- WHAT NEEDS TO BE DONE -
Identify the lines in the data below that contain "lift" and give only how many there are.

BEGIN RECORDS FOR THE TASK

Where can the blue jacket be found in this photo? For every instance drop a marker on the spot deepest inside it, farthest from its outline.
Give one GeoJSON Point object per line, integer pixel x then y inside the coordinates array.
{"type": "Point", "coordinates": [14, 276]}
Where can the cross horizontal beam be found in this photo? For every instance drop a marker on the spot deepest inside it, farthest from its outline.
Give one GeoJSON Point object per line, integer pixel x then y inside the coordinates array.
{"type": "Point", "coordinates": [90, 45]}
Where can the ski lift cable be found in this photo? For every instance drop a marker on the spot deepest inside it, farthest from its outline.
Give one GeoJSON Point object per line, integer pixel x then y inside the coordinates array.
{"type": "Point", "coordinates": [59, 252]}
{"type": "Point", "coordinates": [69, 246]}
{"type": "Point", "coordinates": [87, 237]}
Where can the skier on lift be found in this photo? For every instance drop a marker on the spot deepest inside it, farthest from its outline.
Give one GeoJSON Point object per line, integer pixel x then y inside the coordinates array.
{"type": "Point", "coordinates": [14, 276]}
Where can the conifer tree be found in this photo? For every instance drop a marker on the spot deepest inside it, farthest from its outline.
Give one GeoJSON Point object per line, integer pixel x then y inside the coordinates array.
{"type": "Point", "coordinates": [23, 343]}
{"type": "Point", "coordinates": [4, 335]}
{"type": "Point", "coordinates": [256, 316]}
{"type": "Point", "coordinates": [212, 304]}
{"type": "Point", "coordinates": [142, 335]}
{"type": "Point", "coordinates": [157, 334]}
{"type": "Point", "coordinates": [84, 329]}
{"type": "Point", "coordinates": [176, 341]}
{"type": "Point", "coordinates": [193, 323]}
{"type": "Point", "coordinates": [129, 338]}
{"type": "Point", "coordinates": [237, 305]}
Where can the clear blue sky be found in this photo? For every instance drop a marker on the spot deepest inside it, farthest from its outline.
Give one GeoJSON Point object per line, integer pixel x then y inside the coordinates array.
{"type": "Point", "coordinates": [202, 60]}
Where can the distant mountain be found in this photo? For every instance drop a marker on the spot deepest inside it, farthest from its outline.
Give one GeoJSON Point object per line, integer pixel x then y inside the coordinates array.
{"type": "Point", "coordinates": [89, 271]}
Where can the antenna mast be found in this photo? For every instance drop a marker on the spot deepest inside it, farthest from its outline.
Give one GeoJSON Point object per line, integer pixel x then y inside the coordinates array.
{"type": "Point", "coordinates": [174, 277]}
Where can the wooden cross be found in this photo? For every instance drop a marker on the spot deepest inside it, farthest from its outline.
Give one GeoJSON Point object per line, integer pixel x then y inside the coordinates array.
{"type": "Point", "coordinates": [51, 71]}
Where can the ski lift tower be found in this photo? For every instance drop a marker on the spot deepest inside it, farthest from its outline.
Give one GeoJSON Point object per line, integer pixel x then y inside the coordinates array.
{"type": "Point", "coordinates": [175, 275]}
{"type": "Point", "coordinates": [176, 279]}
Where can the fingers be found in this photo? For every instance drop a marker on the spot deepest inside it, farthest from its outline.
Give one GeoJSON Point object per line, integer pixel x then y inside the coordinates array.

END RECORDS FOR THE TASK

- RESPONSE AREA -
3